Entries taken from a collection
▬▬▬▬▬▬▬▬▬▬

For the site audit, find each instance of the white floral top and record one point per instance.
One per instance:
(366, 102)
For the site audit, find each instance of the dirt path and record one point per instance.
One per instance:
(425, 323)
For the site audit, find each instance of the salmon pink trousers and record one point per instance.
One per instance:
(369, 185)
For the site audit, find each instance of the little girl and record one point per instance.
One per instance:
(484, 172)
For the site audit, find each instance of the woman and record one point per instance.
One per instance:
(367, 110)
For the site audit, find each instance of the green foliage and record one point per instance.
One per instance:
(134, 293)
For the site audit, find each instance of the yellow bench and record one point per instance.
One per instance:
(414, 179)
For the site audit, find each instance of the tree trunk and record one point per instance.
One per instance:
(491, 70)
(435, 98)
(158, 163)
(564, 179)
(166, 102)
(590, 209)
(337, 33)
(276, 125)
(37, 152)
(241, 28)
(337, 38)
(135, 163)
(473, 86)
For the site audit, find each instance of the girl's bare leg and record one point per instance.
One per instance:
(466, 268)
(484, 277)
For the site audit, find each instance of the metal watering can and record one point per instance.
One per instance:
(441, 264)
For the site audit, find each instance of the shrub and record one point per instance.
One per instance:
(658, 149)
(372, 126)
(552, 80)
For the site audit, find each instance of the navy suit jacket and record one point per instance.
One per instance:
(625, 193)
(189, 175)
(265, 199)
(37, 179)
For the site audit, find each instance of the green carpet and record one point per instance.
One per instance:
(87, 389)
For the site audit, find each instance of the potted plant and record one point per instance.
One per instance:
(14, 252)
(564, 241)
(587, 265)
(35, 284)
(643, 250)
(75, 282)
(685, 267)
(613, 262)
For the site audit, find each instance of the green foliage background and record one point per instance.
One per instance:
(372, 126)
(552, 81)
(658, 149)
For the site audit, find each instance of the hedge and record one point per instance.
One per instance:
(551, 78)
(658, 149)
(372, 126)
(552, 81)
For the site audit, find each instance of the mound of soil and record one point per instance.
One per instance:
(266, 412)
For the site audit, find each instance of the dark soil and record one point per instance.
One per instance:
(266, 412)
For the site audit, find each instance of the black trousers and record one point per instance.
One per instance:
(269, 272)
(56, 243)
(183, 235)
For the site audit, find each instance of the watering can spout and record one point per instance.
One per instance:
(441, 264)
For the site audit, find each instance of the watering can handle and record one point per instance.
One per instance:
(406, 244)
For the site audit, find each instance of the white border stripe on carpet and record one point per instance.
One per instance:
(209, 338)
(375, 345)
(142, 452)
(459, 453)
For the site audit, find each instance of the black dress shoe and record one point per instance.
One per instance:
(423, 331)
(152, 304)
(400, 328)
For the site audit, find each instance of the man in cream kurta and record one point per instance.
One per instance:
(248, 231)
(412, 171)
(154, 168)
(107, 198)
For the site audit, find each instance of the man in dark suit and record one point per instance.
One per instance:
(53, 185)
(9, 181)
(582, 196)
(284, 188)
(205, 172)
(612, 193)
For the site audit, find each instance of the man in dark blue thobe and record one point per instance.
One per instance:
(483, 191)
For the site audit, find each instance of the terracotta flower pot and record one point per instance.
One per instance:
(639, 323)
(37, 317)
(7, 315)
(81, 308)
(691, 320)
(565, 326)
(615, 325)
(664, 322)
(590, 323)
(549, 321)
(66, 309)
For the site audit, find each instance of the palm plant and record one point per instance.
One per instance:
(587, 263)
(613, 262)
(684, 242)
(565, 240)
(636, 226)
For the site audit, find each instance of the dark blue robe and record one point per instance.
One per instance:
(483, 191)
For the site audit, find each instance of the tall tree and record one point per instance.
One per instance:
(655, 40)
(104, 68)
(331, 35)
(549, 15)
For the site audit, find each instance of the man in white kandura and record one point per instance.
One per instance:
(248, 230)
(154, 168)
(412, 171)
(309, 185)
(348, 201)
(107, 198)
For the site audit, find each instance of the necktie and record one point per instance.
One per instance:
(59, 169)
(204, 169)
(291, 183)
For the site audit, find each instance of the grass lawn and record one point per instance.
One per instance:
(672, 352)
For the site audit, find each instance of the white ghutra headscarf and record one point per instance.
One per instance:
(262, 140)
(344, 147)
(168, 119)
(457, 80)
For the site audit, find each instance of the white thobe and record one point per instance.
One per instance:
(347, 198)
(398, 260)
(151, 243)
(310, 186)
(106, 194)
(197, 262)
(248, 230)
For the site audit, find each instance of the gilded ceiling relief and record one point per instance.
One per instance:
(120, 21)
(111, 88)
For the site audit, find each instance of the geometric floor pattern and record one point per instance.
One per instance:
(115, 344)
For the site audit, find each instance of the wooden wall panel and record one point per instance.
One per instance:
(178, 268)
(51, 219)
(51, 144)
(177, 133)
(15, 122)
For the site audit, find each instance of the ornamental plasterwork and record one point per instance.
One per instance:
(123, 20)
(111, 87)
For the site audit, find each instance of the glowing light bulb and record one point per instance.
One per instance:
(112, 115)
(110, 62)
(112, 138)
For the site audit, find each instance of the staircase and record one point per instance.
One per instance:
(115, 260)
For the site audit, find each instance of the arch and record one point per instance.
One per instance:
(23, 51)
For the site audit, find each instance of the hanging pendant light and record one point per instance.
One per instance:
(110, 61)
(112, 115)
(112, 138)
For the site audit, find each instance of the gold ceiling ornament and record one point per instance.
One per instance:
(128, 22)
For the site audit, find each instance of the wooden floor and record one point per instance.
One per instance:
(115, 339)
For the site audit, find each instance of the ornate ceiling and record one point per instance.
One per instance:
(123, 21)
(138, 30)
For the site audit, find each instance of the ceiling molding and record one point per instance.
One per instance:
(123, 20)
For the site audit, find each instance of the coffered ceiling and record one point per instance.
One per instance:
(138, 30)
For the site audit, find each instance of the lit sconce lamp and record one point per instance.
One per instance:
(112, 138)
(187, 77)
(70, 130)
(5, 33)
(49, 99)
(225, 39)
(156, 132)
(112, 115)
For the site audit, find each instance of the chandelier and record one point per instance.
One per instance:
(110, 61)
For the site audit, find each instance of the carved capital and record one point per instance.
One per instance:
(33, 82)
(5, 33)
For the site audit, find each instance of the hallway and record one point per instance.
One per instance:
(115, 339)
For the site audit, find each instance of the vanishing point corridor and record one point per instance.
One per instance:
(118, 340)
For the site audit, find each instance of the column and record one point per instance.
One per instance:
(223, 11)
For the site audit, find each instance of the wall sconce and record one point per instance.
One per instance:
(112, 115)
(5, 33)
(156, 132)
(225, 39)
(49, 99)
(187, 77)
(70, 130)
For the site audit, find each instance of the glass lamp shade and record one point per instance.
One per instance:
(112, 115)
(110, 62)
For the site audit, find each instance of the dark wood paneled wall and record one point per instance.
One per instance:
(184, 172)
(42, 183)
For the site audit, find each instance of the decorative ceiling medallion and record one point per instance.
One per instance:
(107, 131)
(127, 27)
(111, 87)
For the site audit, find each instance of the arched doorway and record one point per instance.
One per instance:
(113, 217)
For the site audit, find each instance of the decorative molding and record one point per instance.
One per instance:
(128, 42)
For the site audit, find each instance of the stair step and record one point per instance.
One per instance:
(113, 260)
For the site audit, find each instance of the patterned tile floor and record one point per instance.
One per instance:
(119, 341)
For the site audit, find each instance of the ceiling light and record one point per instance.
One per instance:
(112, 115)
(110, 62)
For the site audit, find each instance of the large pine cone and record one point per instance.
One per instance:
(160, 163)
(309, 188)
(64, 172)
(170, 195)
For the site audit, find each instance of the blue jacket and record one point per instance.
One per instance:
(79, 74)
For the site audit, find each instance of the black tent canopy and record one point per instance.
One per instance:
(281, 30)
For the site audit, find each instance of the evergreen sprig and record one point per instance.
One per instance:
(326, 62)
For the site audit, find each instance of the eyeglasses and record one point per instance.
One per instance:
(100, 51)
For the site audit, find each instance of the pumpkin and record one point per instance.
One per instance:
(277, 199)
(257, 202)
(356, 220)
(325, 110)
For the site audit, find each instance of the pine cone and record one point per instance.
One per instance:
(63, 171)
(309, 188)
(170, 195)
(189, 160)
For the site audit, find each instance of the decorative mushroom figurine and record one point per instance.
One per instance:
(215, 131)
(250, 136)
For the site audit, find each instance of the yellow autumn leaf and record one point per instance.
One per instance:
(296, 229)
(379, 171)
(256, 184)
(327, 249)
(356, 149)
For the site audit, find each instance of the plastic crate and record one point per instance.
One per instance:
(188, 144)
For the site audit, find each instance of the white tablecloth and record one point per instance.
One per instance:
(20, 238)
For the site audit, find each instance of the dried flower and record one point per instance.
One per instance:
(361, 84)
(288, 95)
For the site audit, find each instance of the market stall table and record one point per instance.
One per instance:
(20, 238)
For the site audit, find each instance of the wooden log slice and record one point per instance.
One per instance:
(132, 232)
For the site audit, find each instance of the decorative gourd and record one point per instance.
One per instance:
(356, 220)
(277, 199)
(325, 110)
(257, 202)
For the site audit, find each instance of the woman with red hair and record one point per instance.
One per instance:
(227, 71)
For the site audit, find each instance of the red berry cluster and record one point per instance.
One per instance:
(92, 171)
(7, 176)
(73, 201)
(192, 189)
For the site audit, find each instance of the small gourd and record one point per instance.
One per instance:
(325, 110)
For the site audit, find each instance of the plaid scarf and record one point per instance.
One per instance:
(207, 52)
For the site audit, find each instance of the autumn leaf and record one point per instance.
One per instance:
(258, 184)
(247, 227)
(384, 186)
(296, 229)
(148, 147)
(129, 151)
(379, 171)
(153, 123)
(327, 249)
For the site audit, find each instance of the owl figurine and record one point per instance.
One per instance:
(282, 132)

▬▬▬▬▬▬▬▬▬▬

**PROBLEM STATEMENT**
Working from the data above, extract solely the lines from the one containing "For the site audit, find each instance of the black trousers" through the one containing "suit and record one point per instance.", exactly as they appear, both included.

**WRITTEN SOLUTION**
For the site audit, find each instance of the black trousers and record one point per instance.
One per instance:
(269, 272)
(56, 243)
(183, 235)
For the site audit, find each instance of the watering can spout and record one point per instance.
One per instance:
(441, 264)
For the site audit, find each instance of the watering can handle and record one point per instance.
One per instance:
(406, 244)
For the site audit, find each instance of the white border stripe on carpet and record one point per instance.
One per instance:
(209, 338)
(375, 345)
(142, 452)
(459, 453)
For the site audit, find each instance of the black dress shoe and record one point per instance.
One per instance:
(423, 331)
(152, 304)
(400, 328)
For the site audit, find each instance of the man in cream kurta and record one point per instance.
One per instance:
(248, 231)
(412, 171)
(154, 168)
(107, 198)
For the site audit, find each instance of the man in dark suit and record one point per instance.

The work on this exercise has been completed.